> Problem to work on
In the film review, which actor plays Nathaniel Ayers?

> Extract
This weekend I saw on its opening day a poignant and heartbreaking film: The Soloist, a chronicle of mental illness based on a series of 2005 articles by the 53-year-old Steve Lopez, a columnist for the Los Angeles Times. In the film, as in real life, Lopez —played by Robert Downey Jr., in the best performance of his career — accidentally meets a homeless schizophrenic man named Nathaniel Ayers. Jamie Foxx plays Ayers, who was a cello prodigy 30 years before his illness forced him into life on the streets. (You can see and hear the real-life Ayers, and Lopez, in this 60 Minutes segment.) Foxx and the other actors who give life to those who are mentally ill and homeless are astonishing.
The pivotal point in the film, and in this schizophrenic man’s life, comes when he becomes part of a mental health clinic on Skid Row — populated by the seriously ill and homeless of that community and cared for by understaffed, underpaid but dedicated mental health workers.

> Information supplied
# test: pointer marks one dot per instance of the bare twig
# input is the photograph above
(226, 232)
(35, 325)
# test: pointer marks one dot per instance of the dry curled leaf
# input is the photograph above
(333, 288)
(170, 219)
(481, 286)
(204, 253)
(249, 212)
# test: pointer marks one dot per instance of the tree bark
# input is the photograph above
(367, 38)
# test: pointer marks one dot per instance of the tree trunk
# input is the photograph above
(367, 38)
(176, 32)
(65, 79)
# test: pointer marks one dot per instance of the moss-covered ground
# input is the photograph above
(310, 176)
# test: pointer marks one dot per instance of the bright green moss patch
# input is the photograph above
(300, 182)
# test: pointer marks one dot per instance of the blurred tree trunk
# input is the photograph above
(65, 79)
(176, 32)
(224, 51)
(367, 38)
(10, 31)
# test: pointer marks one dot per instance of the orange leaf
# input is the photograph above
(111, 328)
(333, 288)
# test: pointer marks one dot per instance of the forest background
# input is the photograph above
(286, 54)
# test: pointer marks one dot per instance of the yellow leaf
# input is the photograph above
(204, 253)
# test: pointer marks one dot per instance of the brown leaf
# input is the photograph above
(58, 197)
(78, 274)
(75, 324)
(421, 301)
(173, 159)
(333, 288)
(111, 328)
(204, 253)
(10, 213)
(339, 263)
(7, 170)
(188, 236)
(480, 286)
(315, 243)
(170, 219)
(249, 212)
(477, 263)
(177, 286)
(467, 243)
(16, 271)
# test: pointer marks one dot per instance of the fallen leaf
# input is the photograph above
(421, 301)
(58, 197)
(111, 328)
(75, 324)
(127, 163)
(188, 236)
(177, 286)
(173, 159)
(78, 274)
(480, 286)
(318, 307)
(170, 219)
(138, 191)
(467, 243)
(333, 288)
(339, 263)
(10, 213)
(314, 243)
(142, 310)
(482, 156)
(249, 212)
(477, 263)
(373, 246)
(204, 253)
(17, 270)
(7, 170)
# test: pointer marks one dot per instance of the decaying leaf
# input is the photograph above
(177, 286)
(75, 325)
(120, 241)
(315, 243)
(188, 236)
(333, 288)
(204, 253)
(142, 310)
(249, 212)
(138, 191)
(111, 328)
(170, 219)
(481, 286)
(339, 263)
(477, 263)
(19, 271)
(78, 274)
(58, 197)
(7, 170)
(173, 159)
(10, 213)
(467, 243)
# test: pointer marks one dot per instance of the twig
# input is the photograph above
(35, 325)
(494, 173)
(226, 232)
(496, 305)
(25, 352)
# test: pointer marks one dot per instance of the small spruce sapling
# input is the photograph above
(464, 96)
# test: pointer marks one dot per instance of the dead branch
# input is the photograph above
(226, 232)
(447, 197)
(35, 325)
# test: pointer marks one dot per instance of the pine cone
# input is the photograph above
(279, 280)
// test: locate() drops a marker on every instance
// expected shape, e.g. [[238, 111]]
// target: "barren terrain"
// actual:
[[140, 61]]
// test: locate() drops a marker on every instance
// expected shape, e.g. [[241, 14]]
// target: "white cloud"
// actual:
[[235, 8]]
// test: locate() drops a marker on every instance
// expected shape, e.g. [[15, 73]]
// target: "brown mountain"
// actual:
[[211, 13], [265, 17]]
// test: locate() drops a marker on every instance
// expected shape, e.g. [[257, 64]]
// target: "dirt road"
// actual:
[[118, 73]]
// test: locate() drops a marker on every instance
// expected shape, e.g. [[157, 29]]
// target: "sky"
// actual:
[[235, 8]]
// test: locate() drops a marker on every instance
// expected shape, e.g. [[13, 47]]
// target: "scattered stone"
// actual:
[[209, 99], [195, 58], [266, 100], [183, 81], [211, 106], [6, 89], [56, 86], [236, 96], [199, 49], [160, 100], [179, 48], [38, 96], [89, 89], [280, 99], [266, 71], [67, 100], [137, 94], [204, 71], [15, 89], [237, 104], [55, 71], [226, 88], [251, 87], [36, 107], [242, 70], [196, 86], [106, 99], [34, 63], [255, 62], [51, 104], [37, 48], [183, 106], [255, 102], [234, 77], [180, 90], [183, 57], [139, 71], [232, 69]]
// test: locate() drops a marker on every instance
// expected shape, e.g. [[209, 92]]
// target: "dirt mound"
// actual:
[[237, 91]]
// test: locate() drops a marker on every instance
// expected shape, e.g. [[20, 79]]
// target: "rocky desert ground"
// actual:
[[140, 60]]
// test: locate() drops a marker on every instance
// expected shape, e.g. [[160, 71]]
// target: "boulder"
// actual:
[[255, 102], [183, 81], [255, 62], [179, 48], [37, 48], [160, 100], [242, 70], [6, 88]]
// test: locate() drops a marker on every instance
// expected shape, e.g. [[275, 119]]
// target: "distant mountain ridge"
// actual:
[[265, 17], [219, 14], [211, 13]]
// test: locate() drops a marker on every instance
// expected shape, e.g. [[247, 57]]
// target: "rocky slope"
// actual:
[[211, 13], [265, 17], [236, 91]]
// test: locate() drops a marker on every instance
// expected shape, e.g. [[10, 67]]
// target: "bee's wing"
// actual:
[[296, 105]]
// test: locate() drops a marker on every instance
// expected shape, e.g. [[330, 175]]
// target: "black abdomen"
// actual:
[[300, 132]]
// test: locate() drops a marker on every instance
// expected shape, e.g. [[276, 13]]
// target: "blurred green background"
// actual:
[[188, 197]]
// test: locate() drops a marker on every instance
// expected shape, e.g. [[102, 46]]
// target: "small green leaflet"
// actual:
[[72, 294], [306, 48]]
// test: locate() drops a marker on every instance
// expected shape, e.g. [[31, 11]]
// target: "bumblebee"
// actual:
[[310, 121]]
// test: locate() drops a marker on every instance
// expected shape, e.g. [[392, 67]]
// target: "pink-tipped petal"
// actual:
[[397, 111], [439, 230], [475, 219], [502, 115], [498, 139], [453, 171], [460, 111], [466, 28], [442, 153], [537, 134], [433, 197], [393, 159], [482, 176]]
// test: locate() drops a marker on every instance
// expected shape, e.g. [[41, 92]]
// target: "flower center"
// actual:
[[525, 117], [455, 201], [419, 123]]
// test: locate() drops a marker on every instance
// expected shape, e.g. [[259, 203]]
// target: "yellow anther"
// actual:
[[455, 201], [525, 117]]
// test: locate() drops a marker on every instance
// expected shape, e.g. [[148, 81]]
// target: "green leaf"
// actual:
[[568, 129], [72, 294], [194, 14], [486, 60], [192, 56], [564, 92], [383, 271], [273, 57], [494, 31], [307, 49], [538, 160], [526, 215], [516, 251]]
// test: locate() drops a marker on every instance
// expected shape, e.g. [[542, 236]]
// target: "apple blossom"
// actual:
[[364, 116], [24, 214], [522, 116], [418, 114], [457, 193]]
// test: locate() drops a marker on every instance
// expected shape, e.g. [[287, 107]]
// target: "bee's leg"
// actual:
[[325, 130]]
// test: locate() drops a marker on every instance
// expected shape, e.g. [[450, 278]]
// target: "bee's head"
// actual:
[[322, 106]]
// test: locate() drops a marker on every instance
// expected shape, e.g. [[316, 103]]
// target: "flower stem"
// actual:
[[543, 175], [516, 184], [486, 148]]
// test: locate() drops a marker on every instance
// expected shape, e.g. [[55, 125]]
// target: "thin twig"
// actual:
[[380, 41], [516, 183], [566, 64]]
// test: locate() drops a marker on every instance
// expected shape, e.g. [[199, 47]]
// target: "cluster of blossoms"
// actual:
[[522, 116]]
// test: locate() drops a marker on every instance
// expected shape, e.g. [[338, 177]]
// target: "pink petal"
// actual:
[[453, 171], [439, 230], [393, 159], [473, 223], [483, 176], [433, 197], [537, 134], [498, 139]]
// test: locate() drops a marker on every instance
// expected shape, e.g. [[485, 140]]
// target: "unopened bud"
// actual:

> Answer for the task
Jamie Foxx